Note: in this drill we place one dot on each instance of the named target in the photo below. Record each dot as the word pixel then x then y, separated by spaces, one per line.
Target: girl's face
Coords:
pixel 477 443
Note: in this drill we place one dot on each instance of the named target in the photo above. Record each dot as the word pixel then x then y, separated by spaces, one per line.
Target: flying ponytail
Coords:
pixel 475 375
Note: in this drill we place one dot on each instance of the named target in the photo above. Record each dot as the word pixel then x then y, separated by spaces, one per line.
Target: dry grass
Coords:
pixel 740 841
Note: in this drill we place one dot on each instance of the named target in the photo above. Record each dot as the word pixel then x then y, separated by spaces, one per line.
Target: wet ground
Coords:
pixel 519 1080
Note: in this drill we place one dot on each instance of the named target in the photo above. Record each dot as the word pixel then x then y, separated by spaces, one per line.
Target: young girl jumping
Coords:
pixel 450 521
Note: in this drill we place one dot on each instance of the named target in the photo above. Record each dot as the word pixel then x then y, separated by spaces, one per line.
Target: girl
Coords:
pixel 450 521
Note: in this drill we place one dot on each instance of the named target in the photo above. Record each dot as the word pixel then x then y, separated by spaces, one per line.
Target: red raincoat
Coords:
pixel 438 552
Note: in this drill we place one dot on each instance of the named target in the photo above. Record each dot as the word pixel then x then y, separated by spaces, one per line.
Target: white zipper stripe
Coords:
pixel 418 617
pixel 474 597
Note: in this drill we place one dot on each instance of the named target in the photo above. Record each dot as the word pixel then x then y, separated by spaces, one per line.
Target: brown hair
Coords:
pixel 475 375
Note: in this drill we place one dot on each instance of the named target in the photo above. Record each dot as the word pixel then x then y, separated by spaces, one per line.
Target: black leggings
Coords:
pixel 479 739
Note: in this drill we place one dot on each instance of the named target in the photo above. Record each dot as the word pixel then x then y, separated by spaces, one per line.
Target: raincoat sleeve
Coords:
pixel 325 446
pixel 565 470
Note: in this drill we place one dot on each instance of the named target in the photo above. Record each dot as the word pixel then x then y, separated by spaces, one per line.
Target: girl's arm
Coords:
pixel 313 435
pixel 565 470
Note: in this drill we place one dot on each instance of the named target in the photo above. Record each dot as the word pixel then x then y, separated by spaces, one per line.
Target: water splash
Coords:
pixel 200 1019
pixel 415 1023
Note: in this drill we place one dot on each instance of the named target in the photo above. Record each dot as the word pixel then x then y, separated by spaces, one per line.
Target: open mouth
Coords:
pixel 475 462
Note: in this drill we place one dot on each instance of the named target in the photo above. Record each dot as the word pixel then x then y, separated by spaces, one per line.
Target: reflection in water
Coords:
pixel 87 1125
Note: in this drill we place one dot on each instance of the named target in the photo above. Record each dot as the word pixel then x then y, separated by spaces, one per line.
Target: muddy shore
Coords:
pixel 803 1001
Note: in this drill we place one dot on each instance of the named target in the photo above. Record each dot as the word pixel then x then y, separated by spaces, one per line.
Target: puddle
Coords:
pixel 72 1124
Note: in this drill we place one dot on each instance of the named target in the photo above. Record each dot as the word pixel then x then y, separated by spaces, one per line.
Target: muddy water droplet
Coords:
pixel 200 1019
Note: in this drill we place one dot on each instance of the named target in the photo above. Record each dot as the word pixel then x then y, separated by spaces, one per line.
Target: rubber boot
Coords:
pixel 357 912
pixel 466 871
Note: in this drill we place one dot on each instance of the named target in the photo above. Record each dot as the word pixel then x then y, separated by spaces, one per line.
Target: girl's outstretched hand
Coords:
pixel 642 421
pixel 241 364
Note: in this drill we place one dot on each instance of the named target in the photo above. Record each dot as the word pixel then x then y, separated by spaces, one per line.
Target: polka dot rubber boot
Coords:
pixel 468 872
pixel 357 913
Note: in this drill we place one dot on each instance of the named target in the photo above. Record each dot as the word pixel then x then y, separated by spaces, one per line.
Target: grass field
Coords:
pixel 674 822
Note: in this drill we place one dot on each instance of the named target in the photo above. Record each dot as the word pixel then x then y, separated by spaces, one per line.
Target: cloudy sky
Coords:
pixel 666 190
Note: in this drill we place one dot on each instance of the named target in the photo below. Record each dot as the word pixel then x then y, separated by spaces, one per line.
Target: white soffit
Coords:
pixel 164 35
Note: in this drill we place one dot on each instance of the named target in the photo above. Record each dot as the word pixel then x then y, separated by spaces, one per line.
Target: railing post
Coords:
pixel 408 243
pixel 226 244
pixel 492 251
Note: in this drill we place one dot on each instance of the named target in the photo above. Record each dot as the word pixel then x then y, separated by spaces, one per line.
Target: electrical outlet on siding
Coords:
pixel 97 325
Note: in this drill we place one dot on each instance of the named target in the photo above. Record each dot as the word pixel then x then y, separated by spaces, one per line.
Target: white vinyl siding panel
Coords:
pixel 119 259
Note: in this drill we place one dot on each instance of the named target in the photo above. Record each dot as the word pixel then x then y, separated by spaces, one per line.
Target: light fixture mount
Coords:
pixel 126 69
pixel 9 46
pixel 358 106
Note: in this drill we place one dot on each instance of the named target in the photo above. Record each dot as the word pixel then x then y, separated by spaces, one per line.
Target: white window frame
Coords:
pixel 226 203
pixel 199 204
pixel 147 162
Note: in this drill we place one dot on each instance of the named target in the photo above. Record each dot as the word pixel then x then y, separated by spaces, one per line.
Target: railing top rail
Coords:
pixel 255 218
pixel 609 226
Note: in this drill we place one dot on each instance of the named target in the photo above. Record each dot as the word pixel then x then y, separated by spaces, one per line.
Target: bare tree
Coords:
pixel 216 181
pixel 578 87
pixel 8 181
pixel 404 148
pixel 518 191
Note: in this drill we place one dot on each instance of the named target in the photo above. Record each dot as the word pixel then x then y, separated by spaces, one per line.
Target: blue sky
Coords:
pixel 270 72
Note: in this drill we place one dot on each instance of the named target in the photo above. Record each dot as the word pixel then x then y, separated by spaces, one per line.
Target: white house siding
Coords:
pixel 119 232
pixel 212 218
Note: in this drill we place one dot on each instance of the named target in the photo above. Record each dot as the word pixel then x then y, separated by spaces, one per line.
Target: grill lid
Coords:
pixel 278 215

____________

> What is expected
Update the material above by replacing every "Coords" with "Points". Leave everything else unchanged.

> Expected output
Note: in this drill we place one dot on each instance of the named target in the photo below. Record each dot as the word pixel then x then y, separated by spaces, one per line.
Target: girl's face
Points:
pixel 477 443
Note: in this drill we place one dot on each instance of the named target in the photo above. Record each dot as the word pixel then x then y, separated by spaces, one per line.
Target: flying ponytail
Points:
pixel 475 375
Note: in this drill we place one dot on each instance of the named target in the photo above. Record each dot as the word pixel then x then y, separated by spaces, one per line.
Target: dry grass
Points:
pixel 740 841
Note: in this drill we place one dot on each instance of the named target in the photo above. Record each dot as the word pixel then x then y, separated by spaces, one per line.
Target: wet ground
Points:
pixel 519 1080
Note: in this drill we place one dot on each instance of the named target in the photo above. Record each dot as the word pixel then x then y, separated by spaces, one per line.
Target: young girl jumping
Points:
pixel 450 521
Note: in this drill we place one dot on each instance of the named target in the photo above. Record each dot as the word pixel then x then y, separated by spaces, one per line.
Target: girl
Points:
pixel 450 521
Note: in this drill we place one dot on each instance of the named target in the photo above. Record each dot as the word pixel then x then y, separated by spaces, one per line.
Target: red raincoat
Points:
pixel 438 552
Note: in this drill we place one dot on each instance of the named target in the photo above. Record each dot as the word pixel then x then y, separated by spaces, one per line.
Target: white zipper stripe
Points:
pixel 418 617
pixel 474 597
Note: in this drill we place one dot on each instance of the named target in the photo above. Record each dot as the word pixel then x then y, separated by spaces, one per line.
Target: brown hair
Points:
pixel 475 375
Note: in this drill we place one dot on each instance of the named target in the photo above. Record each dot as the word pixel then x then y, separated by spaces, one per line.
Target: black leggings
Points:
pixel 479 739
Note: in this drill we place one dot on each instance of the named target in the photo above. Record each dot as the word pixel then x then y, separated by spaces, one per line.
Target: raincoat sleeve
Points:
pixel 325 446
pixel 565 470
Note: in this drill we place one dot on each instance of the named target in the photo above. Record each dot as the word pixel then x then y, separated by spaces, one per line.
Target: girl's arm
Points:
pixel 313 435
pixel 565 470
Note: in this drill we place one dot on each instance of the named target in the photo above. Record each dot as the word pixel then x then y, separated by spaces, one per line.
Target: water splash
Points:
pixel 200 1019
pixel 415 1023
Note: in this drill we place one dot on each instance of the named target in the photo above. Record each dot as the word pixel then x then y, separated by spaces, one per line.
Target: open mouth
Points:
pixel 475 462
Note: in this drill we place one dot on each instance of the named target in the photo above. Record each dot as the word pixel then x then y, separated by spaces, one per line.
Target: reflection in water
Points:
pixel 87 1125
Note: in this drill we place one dot on each instance of the named target in the photo above. Record each dot as the word pixel then x then y, separated by spaces, one per line.
Target: muddy shore
Points:
pixel 803 1001
Note: in this drill we place one dot on each instance of the named target in the photo above. Record each dot as the word pixel then x then y, separated by spaces, one per line.
Target: puddle
Points:
pixel 72 1124
Note: in this drill we place one dot on each instance of the named target in the photo above. Record each dot as the word pixel then x then y, separated by spaces, one per line.
Target: muddy water droplet
Points:
pixel 200 1019
Note: in this drill we place one dot on each instance of the named target in the photo above. Record each dot as the word pixel then x then y, separated by spaces, one per line.
Target: rubber boot
Points:
pixel 357 912
pixel 466 871
Note: in this drill we place one dot on each instance of the named target in the photo above. Record each dot as the word pixel then x then y, separated by spaces, one per line.
Target: girl's outstretched hand
Points:
pixel 642 421
pixel 241 364
Note: in this drill we place one dot on each instance of the named target in the photo above. Record each dot as the word pixel then x then y, separated by spaces, one per line.
Target: polka dot rubber boot
Points:
pixel 468 872
pixel 357 913
Note: in this drill we place one dot on each instance of the named target in the photo above. Record each dot as the word pixel then x then y, separated by spaces, one per line.
Target: grass field
Points:
pixel 674 822
Note: in this drill we place one dot on each instance of the named target in the photo above. Record each dot as the word pixel then x then y, separated by spaces, one per line.
Target: cloudy sky
Points:
pixel 666 190
Note: in this drill we place one dot on each instance of the named target in the photo below. Record each dot as the word pixel then x then y, separated by spaces, one per line.
Target: white soffit
Points:
pixel 164 35
Note: in this drill we place one dot on each instance of the named target in the photo above. Record each dot as the word pixel then x then y, separated by spaces, one per line.
Target: railing post
Points:
pixel 408 243
pixel 226 244
pixel 492 251
Note: in this drill we place one dot on each instance of the named target in the photo above. Record each dot as the word pixel then x then y, separated by spaces, one per line.
Target: electrical outlet on siding
Points:
pixel 97 325
Note: in this drill we place one dot on each instance of the named target in the photo above. Record each dot as the word pixel then x then y, separated by spaces, one per line.
Target: white vinyl siding panel
Points:
pixel 119 259
Note: in this drill we place one dot on each instance of the named target in the photo above. Record each dot as the word pixel then x then y, separated by spaces, one per line.
Target: light fixture mount
Points:
pixel 126 69
pixel 9 46
pixel 358 106
Note: in this drill we place one dot on each instance of the named target in the photo above. Record each dot as the word pixel then x then y, separated by spaces, one per line.
Target: white window frame
Points:
pixel 226 203
pixel 199 204
pixel 147 162
Note: in this drill we place one dot on each instance of the named target in the photo above. Record each dot as the word pixel then x then y, separated by spaces, one per line.
Target: railing top rail
Points:
pixel 255 218
pixel 609 226
Note: in this drill we place one dot on each instance of the named target in the photo above. Record each dot as the word pixel then x then y, separated by spaces, one per line.
Target: bare tree
Points:
pixel 216 181
pixel 578 87
pixel 8 181
pixel 404 148
pixel 518 191
Note: in this drill we place one dot on each instance of the named target in the photo above. Record each dot as the word pixel then x then y, separated by spaces, one per line.
Target: blue sky
Points:
pixel 270 72
Note: in this drill we place one dot on each instance of the named target in the photo above. Record each dot as the word pixel then x then y, separated by spaces, one per line.
Target: white house siding
Points:
pixel 119 232
pixel 212 218
Note: in this drill we place one dot on each instance of the named target in the photo above. Record each dot as the word pixel then x then y, separated by spaces, one per line.
Target: grill lid
Points:
pixel 278 215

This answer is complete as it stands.